[Directions]: Pull out each line in the data below that contains the word "girl". The match is case-sensitive.

[Data for this task]:
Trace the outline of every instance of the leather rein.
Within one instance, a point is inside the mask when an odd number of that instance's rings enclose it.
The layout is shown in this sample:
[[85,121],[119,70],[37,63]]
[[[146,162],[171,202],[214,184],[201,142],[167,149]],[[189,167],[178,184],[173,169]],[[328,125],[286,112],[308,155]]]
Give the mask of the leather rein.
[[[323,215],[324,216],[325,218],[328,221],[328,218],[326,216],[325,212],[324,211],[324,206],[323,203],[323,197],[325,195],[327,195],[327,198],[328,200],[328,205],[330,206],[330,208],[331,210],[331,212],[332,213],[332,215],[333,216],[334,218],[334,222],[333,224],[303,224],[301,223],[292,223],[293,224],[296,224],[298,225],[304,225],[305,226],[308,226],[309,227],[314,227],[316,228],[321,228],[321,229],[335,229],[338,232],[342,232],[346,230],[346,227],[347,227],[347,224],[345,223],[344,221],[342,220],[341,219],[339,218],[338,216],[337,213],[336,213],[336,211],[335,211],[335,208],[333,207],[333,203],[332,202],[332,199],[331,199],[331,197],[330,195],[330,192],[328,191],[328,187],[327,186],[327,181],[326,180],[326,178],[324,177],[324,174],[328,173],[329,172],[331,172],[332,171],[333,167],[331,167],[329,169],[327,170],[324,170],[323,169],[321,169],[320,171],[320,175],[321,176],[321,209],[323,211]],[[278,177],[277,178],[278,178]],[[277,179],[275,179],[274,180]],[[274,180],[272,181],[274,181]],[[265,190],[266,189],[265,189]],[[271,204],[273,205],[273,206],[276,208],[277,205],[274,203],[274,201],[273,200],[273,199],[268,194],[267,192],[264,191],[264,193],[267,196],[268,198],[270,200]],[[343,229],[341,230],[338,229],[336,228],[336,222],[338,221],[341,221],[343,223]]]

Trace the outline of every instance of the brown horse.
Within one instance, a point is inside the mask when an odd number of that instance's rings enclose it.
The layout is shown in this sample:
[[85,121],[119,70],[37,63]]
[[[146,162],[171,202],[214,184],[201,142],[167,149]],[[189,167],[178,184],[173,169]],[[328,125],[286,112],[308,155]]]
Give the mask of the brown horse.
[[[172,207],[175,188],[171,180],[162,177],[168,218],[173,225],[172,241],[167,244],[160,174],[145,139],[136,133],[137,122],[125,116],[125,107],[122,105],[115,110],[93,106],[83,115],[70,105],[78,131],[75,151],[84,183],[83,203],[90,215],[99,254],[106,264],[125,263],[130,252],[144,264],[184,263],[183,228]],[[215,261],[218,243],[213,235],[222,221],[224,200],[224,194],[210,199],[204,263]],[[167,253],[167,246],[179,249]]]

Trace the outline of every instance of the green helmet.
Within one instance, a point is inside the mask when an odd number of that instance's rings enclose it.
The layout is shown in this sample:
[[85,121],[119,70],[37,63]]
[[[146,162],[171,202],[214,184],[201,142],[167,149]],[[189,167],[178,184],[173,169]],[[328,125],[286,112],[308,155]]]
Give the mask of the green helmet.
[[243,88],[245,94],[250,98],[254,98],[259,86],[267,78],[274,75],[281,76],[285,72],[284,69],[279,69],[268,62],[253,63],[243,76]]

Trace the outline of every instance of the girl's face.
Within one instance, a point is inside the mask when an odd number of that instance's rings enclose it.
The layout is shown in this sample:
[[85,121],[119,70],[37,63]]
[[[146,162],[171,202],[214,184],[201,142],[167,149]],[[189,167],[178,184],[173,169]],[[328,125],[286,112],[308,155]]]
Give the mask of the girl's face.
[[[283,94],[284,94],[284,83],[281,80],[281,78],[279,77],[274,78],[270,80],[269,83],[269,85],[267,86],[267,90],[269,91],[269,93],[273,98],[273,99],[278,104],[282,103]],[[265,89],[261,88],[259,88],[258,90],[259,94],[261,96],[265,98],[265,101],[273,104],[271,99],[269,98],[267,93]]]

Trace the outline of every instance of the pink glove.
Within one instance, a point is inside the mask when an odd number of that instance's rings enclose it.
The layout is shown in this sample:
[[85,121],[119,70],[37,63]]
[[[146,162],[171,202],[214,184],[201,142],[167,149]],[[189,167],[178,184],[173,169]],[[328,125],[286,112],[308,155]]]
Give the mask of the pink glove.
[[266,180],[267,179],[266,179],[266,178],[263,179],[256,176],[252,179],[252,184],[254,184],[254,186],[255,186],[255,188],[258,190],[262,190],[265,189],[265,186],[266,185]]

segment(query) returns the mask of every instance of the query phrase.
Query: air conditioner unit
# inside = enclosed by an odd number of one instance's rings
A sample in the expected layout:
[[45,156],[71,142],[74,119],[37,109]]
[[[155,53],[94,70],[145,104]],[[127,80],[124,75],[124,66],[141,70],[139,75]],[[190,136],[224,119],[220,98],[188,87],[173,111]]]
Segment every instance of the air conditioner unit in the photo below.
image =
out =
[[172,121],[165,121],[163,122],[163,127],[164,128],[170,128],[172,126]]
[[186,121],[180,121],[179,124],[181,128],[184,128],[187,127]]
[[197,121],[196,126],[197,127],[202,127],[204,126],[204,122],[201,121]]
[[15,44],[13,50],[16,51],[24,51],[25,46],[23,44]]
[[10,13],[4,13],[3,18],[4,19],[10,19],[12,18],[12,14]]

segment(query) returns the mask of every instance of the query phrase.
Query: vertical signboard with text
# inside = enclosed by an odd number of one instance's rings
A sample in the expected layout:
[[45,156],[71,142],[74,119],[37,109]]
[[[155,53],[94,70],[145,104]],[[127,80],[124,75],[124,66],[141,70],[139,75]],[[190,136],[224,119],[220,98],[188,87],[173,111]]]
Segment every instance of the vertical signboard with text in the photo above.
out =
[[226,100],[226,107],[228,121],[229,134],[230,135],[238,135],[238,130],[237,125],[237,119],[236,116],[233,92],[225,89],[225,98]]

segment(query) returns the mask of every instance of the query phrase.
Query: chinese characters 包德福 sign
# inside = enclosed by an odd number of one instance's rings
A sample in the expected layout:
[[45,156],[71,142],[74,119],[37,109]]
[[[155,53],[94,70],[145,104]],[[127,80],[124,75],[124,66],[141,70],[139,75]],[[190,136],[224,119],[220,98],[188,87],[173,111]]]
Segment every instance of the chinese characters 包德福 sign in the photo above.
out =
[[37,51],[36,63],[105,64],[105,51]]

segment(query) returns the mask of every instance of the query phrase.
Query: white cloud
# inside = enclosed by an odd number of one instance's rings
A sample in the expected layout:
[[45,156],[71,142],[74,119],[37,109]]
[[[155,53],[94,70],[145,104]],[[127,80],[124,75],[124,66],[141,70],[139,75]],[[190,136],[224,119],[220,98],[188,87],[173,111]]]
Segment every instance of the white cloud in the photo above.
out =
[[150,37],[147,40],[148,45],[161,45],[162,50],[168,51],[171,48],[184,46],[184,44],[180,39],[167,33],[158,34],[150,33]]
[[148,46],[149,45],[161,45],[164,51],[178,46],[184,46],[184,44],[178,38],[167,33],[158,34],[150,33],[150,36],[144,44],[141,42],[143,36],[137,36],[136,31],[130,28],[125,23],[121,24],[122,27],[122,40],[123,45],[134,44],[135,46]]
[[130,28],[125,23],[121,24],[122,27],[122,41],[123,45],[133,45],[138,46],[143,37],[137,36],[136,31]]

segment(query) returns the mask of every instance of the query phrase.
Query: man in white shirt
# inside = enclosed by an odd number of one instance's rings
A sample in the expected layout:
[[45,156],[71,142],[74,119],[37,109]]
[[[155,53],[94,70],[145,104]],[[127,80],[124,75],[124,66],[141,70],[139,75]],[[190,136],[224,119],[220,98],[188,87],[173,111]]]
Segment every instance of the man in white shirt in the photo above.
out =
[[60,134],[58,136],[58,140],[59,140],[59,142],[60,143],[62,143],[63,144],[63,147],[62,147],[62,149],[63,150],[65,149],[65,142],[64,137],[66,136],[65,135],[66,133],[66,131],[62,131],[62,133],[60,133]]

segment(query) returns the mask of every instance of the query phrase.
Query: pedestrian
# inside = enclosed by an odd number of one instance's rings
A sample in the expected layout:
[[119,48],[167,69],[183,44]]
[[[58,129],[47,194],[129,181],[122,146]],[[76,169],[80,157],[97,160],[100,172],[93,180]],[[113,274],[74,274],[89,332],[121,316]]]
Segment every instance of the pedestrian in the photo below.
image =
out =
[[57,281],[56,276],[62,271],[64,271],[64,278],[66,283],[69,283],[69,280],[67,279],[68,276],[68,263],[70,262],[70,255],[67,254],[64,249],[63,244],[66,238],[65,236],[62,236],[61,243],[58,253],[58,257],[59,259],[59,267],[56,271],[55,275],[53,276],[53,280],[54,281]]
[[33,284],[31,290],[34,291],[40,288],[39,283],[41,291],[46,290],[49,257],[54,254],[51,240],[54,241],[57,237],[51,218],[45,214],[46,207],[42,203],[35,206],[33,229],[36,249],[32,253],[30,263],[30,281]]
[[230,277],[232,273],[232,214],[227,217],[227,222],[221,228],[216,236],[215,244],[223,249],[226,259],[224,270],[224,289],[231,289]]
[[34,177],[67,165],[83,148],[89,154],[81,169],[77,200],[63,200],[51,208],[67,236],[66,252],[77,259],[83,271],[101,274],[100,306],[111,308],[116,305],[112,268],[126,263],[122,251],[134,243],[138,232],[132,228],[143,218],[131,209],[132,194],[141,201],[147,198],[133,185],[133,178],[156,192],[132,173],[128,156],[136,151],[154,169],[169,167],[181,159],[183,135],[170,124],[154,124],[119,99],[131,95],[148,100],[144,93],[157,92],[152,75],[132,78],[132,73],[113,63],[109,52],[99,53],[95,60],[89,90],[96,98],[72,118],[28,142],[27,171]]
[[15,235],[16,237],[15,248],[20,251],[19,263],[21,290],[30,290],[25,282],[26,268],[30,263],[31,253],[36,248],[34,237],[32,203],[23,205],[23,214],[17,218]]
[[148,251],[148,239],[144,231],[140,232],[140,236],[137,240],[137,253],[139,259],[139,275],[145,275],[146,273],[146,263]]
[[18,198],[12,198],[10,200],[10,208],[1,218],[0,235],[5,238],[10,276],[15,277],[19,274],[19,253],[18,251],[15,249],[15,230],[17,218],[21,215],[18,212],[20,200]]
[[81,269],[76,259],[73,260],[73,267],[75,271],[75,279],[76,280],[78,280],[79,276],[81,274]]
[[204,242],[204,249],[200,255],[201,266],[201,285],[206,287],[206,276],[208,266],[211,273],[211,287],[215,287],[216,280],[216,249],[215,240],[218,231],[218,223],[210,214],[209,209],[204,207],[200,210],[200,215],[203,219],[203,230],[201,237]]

[Exercise output]:
Trace the outline of every instance of the girl's face.
Give the mask of the girl's face.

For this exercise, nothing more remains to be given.